EXERCISE MATERIAL:
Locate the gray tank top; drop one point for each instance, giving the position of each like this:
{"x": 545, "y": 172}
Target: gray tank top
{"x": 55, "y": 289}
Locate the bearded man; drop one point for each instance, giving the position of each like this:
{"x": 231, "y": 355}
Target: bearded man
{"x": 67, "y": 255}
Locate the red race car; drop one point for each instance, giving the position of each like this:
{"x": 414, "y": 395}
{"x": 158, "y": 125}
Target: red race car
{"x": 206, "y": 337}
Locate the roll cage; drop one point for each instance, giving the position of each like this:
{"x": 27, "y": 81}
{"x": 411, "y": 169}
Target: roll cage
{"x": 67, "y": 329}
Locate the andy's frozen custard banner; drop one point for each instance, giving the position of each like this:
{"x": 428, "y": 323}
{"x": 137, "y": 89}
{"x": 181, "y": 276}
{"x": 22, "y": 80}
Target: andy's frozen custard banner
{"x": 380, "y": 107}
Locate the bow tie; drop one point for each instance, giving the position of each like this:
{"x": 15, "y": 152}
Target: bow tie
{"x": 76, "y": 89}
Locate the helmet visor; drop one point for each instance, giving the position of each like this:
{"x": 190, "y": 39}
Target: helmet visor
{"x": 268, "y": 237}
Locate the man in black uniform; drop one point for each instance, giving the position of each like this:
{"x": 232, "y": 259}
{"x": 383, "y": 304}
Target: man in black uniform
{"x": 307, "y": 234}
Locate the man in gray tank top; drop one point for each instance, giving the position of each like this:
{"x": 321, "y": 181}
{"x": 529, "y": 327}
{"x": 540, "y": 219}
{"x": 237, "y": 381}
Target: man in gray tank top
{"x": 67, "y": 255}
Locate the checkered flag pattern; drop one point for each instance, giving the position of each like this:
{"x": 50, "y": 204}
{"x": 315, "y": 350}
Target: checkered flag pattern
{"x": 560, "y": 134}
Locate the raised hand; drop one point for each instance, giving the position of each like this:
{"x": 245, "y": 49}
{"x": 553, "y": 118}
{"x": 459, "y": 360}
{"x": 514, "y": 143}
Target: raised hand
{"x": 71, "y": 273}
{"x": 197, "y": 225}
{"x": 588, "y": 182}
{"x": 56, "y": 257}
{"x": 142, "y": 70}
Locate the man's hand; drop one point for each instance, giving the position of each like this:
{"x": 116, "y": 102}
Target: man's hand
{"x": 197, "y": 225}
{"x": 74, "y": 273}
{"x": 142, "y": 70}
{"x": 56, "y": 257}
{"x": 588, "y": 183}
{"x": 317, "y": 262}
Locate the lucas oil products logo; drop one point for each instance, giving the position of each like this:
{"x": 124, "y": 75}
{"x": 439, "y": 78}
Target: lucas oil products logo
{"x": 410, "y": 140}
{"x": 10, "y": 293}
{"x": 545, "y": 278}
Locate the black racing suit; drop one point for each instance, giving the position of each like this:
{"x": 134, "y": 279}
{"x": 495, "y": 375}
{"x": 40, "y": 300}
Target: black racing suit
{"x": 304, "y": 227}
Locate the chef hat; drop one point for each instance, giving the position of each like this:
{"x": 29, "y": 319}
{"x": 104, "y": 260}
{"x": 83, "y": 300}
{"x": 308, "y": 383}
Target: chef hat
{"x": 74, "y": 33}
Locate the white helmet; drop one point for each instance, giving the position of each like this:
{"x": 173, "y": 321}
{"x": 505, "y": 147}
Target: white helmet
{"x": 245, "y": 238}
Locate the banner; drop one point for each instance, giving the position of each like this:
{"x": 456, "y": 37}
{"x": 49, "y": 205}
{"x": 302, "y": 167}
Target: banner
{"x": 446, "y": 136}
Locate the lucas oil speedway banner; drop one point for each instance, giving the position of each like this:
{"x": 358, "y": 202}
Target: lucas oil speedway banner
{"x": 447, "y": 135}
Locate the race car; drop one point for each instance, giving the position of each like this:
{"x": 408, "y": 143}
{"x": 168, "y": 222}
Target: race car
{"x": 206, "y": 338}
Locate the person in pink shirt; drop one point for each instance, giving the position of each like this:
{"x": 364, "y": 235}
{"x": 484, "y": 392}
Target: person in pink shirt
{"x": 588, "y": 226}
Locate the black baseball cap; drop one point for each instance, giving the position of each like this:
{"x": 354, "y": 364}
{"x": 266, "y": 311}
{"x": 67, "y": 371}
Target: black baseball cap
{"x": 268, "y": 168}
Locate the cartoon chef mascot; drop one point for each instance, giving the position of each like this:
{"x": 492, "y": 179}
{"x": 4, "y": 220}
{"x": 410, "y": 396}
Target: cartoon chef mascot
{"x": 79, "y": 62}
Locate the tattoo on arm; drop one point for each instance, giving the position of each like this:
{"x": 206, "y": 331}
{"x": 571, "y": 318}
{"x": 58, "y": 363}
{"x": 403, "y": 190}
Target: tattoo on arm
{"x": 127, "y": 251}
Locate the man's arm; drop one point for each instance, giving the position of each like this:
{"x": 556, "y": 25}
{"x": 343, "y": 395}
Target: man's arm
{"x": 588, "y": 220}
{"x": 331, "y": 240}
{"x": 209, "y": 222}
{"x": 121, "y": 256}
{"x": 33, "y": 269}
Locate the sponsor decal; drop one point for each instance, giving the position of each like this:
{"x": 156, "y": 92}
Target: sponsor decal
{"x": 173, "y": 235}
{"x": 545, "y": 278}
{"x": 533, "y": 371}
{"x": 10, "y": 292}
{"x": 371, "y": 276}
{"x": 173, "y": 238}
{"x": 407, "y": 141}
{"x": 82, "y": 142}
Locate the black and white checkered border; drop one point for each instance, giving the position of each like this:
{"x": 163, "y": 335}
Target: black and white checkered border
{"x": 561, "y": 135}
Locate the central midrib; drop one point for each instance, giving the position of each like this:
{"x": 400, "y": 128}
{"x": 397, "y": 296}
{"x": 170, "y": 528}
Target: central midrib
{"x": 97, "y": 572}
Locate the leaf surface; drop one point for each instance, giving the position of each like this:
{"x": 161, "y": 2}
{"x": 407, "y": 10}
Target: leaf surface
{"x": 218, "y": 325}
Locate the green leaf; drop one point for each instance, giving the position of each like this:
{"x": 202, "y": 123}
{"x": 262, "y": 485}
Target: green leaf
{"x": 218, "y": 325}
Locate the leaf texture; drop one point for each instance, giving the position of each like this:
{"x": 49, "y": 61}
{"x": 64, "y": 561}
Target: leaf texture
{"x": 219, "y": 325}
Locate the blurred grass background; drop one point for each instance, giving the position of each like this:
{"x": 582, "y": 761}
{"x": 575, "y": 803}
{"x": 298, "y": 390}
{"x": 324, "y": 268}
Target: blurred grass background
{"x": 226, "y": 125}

EXERCISE: Set down the lines from the one with "Locate the central" through the end of the data above. Keep each exactly as written and add no other line.

RESPONSE:
Locate the central midrib; drop one point for each instance, giving the position of each like this:
{"x": 400, "y": 128}
{"x": 397, "y": 296}
{"x": 170, "y": 528}
Target: central midrib
{"x": 97, "y": 572}
Locate the leaf surface; drop one point for each instance, giving the position of each like this:
{"x": 161, "y": 2}
{"x": 407, "y": 10}
Target: leaf surface
{"x": 218, "y": 325}
Locate the green leaf; drop one point for each instance, giving the position of each like this:
{"x": 202, "y": 123}
{"x": 262, "y": 485}
Target: green leaf
{"x": 218, "y": 325}
Locate the leaf texture; drop one point for each instance, giving the position of each like this:
{"x": 49, "y": 61}
{"x": 64, "y": 561}
Target: leaf texture
{"x": 219, "y": 325}
Locate the blurred grass background; drop one point for each instance, giving the position of each like this:
{"x": 582, "y": 761}
{"x": 575, "y": 803}
{"x": 298, "y": 390}
{"x": 324, "y": 268}
Target: blurred grass background
{"x": 226, "y": 125}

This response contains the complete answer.